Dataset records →
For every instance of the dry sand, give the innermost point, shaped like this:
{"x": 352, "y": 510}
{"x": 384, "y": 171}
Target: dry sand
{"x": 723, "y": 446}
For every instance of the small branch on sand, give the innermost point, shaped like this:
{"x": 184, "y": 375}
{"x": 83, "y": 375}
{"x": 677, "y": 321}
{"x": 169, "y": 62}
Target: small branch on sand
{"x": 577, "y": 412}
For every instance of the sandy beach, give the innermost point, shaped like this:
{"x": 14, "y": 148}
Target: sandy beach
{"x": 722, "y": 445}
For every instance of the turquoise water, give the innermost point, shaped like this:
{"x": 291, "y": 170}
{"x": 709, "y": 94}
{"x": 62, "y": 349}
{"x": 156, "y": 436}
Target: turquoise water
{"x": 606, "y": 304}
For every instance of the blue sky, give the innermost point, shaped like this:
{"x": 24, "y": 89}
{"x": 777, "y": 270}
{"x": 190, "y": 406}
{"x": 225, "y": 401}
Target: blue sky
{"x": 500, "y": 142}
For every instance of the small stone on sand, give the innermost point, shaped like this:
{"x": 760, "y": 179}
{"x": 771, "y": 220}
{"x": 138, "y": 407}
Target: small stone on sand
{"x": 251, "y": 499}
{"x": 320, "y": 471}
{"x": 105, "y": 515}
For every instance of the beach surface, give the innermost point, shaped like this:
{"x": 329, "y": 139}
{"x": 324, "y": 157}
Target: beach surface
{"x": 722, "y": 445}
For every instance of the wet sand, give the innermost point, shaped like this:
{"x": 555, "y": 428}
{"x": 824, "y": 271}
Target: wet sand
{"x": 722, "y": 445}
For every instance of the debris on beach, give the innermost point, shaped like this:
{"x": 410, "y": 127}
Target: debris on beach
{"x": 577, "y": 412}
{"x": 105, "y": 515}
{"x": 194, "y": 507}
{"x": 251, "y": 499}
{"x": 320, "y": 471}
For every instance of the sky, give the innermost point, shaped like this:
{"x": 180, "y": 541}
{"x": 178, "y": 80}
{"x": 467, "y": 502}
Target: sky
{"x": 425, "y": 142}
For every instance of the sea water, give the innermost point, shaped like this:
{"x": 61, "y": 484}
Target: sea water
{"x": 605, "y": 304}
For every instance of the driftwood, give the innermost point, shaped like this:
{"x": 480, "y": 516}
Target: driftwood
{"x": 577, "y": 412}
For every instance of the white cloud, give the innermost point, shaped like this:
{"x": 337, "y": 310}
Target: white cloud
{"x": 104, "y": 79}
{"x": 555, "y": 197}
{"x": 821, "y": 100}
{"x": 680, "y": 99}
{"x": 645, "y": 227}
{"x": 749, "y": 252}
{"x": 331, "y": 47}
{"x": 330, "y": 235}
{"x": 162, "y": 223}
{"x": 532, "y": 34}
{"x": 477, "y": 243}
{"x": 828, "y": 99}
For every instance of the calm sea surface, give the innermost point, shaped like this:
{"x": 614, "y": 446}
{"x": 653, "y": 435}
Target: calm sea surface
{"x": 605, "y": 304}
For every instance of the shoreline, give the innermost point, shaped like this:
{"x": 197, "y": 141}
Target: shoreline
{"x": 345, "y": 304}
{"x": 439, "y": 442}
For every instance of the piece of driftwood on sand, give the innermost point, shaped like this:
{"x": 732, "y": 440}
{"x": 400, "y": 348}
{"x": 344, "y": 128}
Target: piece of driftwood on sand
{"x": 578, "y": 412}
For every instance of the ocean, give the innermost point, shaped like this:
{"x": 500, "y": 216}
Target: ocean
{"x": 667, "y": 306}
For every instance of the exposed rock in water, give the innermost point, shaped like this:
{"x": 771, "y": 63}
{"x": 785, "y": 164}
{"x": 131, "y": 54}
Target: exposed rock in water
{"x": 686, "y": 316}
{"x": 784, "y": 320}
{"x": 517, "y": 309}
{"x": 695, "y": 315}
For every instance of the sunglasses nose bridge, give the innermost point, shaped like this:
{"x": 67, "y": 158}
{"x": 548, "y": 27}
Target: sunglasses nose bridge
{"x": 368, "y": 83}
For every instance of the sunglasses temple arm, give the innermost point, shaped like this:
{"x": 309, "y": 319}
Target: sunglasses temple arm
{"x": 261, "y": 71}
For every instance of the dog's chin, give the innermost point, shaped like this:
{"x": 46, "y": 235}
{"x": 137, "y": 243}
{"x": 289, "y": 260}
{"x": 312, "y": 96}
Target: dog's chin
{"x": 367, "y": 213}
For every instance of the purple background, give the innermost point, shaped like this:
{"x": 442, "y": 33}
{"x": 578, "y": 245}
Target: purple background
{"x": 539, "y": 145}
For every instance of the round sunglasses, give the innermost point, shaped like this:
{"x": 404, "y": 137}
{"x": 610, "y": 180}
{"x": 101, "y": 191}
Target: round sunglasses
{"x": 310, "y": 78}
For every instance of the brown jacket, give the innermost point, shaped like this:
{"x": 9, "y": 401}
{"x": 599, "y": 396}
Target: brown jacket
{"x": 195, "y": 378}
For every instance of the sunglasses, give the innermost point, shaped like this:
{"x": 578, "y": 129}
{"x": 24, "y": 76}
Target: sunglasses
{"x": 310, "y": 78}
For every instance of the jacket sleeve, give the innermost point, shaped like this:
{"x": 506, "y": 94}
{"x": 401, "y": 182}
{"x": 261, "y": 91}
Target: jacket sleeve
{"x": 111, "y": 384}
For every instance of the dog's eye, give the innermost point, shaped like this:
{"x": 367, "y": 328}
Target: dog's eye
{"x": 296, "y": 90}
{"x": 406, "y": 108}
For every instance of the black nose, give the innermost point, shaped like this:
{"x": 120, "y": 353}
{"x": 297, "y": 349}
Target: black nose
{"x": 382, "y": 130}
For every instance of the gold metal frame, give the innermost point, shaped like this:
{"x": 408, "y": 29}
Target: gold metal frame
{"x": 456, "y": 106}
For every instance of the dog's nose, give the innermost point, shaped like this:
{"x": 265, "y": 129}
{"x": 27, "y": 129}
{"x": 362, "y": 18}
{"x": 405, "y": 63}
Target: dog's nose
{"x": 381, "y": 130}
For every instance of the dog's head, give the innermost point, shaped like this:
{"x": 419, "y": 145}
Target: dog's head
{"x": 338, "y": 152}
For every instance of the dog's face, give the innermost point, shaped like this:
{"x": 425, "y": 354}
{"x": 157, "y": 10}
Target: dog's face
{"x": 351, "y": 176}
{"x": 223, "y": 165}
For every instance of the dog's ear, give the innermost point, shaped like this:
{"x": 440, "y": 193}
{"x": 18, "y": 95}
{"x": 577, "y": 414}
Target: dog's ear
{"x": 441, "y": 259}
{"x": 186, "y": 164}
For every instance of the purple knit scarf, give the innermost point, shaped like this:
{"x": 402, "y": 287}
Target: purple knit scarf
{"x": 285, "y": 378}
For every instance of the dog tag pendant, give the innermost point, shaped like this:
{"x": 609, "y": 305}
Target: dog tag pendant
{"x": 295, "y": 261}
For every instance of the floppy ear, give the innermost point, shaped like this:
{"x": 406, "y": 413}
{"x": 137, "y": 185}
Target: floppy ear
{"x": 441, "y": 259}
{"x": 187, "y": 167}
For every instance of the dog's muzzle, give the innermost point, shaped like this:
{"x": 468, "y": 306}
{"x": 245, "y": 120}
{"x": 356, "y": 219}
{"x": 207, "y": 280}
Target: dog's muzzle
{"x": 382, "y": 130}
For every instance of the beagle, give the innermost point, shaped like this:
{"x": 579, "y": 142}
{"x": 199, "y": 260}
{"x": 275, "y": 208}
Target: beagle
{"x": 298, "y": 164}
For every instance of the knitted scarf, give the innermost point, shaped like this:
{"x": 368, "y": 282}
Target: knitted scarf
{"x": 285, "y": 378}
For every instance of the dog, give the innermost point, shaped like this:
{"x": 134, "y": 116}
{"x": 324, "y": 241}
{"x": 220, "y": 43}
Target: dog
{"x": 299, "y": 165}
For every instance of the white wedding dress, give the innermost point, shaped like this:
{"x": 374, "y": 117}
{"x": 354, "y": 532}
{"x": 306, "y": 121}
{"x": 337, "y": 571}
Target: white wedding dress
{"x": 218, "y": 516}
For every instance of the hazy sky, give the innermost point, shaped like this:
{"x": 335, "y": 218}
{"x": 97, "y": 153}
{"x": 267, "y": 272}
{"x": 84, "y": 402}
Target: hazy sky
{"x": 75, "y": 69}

What you are asked to do →
Restate exactly the records above from their first line through the line that holds "For every instance of the sandy", please, including both and leaving out all others.

Result below →
For every instance of the dry sand, give the innermost point, shaped like this:
{"x": 352, "y": 510}
{"x": 384, "y": 171}
Target: dry sand
{"x": 723, "y": 446}
For every instance of the small branch on sand, give the innermost point, shaped like this:
{"x": 184, "y": 375}
{"x": 83, "y": 375}
{"x": 677, "y": 321}
{"x": 169, "y": 62}
Target: small branch on sand
{"x": 577, "y": 412}
For every instance of the sandy beach, give the innermost point, shaped like this:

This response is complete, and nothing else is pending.